*Requirement*: Reproduce word for word everything in the text below on badly designed interfaces, from "The absolute worst" down to "account number matters.".

*Article*:
::::::
The upvote/downvote system appears to be near-useless as it doesn't influence ranking like you think it would (it is a factor, but is by far not the only one), ranking appears to be semi-random and only encourages shitposting.

There is also a lack of moderation regarding said shitposting. They clearly have the infrastructure to (wrongly) ban comments at scale like those critical of China, so why can't they use it for good and ban "FIRST!!!" instead?

Old comments were not imported properly. Older videos have comments with the old reply system (@username) but without being linked to the comment it replied to despite back in the day the "@username" bits being clickable so they clearly have (had?) the data to tie the comments together but couldn't be bothered doing their job properly.

A single wrong click will take you to another page and when you go back you lose your scroll position and you can no longer find the comment you were looking at. The infinite scroll/"load more" system doesn't help with that either.

Reddit (and its clones) solved all these problems just fine (at least on the old UI), there is no reason for YouTube not to be able to do the same.

Animal Crossings crafting system. I love that game, but not sitting for an hour crafting items one at a time.
Not an app; but whoever designed Netflix's interface wants shooting!
Dragging icons from one place to another on an iphone. It's almost impossible to move an icon from location A to location B without accidentally moving about 20 other icons at the same time, because everything is constantly re-arranging itself in response to the icon being dragged.
The absolute worst UI is the banking apps when they ask for details of an account to transfer money to:

* The app asks for the account number

* The app asks for the name of the account

* The app never tells you that it won't check the name against the account number.

This is the worst UI ever, because people lose hundreds of thousands of dollars when they don't realise that only the account number matters.
::::::
*Listing*:

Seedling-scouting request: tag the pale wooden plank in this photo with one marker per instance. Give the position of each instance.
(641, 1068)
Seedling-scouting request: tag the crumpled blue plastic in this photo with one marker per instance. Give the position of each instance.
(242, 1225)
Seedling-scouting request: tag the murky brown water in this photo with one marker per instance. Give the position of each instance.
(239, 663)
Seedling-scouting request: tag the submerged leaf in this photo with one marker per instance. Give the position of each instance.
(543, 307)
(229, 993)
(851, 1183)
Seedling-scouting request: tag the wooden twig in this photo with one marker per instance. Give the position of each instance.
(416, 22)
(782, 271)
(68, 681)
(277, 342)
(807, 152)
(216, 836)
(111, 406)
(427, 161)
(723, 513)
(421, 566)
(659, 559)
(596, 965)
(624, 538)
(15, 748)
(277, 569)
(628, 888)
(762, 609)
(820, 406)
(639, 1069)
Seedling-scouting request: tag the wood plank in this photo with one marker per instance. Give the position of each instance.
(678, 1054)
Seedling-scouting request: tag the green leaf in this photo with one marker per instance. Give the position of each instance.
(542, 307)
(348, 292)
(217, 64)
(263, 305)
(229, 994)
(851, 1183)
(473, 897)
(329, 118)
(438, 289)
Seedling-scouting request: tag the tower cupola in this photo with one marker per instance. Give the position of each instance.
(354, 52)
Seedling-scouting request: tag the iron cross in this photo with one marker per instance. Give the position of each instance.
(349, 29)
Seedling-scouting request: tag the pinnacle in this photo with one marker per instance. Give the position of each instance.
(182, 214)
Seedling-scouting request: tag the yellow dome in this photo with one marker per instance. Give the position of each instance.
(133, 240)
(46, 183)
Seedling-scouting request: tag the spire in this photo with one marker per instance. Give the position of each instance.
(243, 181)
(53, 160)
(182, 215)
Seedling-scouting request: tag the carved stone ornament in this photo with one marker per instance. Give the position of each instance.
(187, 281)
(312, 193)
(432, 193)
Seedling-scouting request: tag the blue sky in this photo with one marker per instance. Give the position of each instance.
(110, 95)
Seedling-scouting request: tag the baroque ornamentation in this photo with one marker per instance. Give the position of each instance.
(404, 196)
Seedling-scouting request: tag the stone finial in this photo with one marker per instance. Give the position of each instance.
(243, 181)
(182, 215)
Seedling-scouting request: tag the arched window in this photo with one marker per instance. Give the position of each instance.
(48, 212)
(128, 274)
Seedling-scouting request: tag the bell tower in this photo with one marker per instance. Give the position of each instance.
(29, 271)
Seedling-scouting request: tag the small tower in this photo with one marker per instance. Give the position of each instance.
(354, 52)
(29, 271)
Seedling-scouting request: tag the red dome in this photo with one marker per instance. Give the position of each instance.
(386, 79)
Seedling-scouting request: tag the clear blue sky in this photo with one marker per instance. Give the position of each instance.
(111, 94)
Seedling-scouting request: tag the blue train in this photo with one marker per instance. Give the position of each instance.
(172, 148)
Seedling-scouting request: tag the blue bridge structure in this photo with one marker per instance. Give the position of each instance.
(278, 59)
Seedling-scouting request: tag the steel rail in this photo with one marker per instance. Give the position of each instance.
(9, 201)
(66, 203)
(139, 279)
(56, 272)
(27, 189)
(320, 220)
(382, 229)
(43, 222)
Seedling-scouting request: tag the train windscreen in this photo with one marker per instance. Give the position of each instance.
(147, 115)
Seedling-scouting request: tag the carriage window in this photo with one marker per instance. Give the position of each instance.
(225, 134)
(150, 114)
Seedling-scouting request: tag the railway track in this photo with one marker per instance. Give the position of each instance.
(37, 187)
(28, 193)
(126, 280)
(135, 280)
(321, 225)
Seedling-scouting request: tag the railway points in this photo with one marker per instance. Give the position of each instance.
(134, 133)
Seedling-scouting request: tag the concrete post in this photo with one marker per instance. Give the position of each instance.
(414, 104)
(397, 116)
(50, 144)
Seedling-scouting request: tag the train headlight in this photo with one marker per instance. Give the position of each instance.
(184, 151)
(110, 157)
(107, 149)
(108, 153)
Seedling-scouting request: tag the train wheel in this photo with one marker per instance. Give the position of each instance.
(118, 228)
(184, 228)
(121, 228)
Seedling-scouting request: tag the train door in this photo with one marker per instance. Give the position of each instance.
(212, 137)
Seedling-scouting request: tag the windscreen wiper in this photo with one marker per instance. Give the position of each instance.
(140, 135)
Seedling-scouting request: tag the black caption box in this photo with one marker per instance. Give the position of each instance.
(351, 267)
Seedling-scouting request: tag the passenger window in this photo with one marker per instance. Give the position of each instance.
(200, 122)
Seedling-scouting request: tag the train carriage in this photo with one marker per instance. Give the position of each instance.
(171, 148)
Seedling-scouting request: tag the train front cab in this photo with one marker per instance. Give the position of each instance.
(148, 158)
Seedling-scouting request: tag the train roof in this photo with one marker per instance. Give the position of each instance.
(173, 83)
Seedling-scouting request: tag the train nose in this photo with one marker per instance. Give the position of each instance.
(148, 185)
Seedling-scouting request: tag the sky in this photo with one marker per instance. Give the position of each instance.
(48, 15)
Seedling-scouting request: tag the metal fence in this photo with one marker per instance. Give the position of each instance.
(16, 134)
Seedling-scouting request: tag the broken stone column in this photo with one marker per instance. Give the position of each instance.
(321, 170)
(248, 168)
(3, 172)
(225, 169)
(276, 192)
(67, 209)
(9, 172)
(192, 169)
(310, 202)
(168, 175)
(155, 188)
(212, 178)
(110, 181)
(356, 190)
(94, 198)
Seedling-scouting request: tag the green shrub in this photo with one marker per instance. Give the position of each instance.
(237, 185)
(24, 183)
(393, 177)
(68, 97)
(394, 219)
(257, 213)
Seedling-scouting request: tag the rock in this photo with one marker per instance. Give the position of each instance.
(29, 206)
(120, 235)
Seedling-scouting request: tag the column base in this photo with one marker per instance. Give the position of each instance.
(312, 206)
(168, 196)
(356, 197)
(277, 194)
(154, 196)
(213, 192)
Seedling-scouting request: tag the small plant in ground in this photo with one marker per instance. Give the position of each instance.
::::::
*Completed exercise*:
The absolute worst UI is the banking apps when they ask for details of an account to transfer money to:

* The app asks for the account number

* The app asks for the name of the account

* The app never tells you that it won't check the name against the account number.

This is the worst UI ever, because people lose hundreds of thousands of dollars when they don't realise that only the account number matters.